INPUT:
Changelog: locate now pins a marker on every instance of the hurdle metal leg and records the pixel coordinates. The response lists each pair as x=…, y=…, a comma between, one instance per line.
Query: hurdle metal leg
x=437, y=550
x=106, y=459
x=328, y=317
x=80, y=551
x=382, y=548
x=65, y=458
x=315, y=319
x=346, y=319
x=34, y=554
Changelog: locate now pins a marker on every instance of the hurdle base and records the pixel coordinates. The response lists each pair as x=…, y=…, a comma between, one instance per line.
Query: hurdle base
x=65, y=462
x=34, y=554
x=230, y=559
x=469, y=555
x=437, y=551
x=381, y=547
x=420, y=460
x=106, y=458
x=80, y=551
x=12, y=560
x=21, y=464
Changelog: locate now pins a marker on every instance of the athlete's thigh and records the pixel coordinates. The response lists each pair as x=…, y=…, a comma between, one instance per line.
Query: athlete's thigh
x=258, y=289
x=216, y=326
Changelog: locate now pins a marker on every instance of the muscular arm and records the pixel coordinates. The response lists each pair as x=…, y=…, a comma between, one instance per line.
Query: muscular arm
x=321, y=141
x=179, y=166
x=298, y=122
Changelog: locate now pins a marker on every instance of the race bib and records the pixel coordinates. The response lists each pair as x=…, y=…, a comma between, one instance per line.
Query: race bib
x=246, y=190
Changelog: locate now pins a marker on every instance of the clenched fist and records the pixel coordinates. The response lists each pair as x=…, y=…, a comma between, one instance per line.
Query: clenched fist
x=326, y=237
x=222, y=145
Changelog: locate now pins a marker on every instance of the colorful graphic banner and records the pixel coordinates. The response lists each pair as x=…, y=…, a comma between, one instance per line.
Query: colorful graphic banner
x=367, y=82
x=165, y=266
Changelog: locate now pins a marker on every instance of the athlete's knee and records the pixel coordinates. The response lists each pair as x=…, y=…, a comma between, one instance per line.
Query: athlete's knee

TASK OBJECTIVE: The entire listing is to be reproduced without alteration.

WRITTEN RESPONSE:
Changelog: locate now pins a marker on every instance of the hurdle metal leg and records the pixel coordinates. The response lists each pair as x=…, y=…, a comma between, one instance per line.
Query: hurdle metal leg
x=437, y=550
x=106, y=459
x=328, y=317
x=80, y=551
x=382, y=548
x=65, y=458
x=315, y=319
x=346, y=319
x=34, y=554
Changelog: locate now pins a marker on every instance of the hurdle base and records the pixel coordinates. The response lists each pair as x=…, y=…, a comma between, one instance per line.
Query: hurdle base
x=65, y=462
x=34, y=554
x=230, y=559
x=469, y=555
x=437, y=551
x=381, y=547
x=420, y=460
x=106, y=458
x=80, y=551
x=12, y=560
x=21, y=464
Changelog: locate now pins a marker on every instance of the athlete's thigh and records the pixel coordinates. The response lists each pair as x=…, y=…, a comma between, one instance per line.
Query: athlete's thigh
x=258, y=289
x=216, y=326
Changelog: locate now pins a marker on every instance of the muscular arm and records the pixel coordinates. The response lists each pair as x=…, y=…, a comma between, one instance per line.
Query: muscular arm
x=321, y=141
x=179, y=166
x=298, y=122
Changelog: locate now pins a marker on every instance of the race bib and records the pixel coordinates. The response lists each pair as x=…, y=…, a comma between, one instance per line.
Query: race bib
x=246, y=190
Changelog: locate now pins a marker on every instance of the clenched fist and records the pixel coordinates. The response lists each pair as x=…, y=…, a comma between, one instance per line.
Query: clenched fist
x=326, y=237
x=222, y=145
Changelog: locate now pins a marker on every instance of the colorful graphic banner and records the pixel coordinates. The response lists each pair as x=…, y=…, a comma between, one instance per line.
Query: colorful graphic banner
x=367, y=82
x=165, y=266
Changelog: locate now pins a marker on every instance of the athlete's knee and records the pixel coordinates. The response lists each pair as x=…, y=…, a comma between, one instance per line.
Query: athlete's knee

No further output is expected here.